EXERCISE AIM — Please return the lines below verbatim, beginning at the one that has "butterfly. Do not add anything beyond the points." and stopping after the one that has "antenna. Do not add anything beyond the points.", and add no other lines.

EXERCISE MATERIAL —

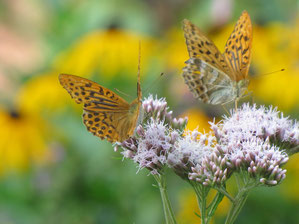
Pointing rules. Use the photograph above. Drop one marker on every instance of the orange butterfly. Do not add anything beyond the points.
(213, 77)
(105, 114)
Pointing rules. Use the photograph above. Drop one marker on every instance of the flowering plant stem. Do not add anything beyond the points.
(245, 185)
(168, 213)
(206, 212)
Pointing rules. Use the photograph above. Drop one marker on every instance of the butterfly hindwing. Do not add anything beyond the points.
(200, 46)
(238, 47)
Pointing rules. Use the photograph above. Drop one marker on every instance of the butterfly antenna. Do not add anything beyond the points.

* * *

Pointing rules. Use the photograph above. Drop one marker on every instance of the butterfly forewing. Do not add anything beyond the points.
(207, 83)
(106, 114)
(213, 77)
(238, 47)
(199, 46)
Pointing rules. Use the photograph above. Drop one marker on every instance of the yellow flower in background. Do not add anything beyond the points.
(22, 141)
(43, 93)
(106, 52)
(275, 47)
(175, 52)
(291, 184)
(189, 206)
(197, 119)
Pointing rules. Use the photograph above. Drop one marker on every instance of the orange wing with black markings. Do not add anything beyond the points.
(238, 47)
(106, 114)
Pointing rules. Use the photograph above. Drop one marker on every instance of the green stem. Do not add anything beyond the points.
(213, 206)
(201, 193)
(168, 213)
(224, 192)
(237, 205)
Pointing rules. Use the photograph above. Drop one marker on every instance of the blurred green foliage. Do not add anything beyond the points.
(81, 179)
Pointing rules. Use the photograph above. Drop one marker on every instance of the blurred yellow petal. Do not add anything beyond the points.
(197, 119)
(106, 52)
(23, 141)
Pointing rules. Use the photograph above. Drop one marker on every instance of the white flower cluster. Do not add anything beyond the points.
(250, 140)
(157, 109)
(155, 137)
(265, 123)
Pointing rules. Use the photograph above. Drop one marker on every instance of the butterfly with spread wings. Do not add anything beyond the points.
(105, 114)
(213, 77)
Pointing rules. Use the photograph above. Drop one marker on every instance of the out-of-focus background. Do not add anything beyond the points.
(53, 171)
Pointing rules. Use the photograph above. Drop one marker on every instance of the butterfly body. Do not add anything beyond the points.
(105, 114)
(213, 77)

--

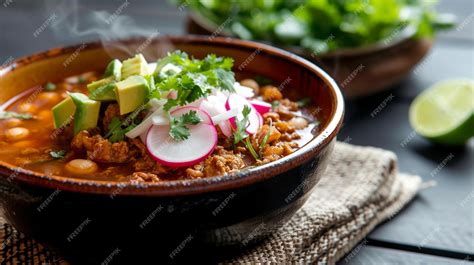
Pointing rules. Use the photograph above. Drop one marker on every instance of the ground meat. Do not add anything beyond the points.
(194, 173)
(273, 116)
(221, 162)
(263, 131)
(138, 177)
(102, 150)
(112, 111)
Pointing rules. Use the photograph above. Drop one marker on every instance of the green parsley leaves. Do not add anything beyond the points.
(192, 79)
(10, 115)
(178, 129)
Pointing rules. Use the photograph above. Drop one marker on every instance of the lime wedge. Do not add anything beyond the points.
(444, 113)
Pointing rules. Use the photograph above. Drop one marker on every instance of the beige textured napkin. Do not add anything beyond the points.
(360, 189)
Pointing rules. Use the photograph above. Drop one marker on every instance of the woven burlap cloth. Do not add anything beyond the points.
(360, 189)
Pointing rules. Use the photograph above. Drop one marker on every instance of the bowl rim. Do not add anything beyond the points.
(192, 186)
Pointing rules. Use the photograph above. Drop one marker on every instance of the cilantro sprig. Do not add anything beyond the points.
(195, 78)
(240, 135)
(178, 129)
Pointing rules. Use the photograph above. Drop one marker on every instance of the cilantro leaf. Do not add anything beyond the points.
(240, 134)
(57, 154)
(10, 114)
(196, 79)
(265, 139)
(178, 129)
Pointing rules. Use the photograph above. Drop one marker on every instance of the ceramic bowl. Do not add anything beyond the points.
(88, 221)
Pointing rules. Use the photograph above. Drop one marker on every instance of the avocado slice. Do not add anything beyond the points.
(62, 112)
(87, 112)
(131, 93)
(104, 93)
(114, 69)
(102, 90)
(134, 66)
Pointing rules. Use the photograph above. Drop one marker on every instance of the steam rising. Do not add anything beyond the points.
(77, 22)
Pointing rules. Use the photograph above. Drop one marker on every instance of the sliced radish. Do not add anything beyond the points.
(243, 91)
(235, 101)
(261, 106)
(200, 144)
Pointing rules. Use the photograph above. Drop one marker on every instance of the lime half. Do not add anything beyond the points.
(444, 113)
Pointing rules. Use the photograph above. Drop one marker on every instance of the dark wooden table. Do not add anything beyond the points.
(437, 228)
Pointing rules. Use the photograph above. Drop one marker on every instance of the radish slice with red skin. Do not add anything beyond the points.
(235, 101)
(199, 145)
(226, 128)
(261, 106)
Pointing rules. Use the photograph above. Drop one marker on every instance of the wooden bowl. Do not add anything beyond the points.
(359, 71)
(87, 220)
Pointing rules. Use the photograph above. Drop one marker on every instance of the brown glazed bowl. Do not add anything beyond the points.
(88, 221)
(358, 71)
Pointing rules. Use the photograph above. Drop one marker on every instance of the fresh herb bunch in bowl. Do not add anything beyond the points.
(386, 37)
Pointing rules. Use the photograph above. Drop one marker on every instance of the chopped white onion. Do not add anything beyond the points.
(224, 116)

EXERCISE RESPONSE —
Pointing rules. Use the photograph above. Drop one marker on every instance of the orange butterfly. Do not add anything beyond the points.
(213, 77)
(105, 114)
Pointing rules. Use the photograph above. Drop one marker on every instance of the flowering plant stem. Do not add anything beyond the points.
(245, 185)
(168, 213)
(206, 212)
Pointing rules. Use the photograph above. Drop one marker on every instance of the butterfly hindwing. Do not add anything beyond the points.
(200, 46)
(238, 47)
Pointing rules. Use the photograph above. Drop one marker on every instance of the butterfly antenna. Do not add anything beyond the points.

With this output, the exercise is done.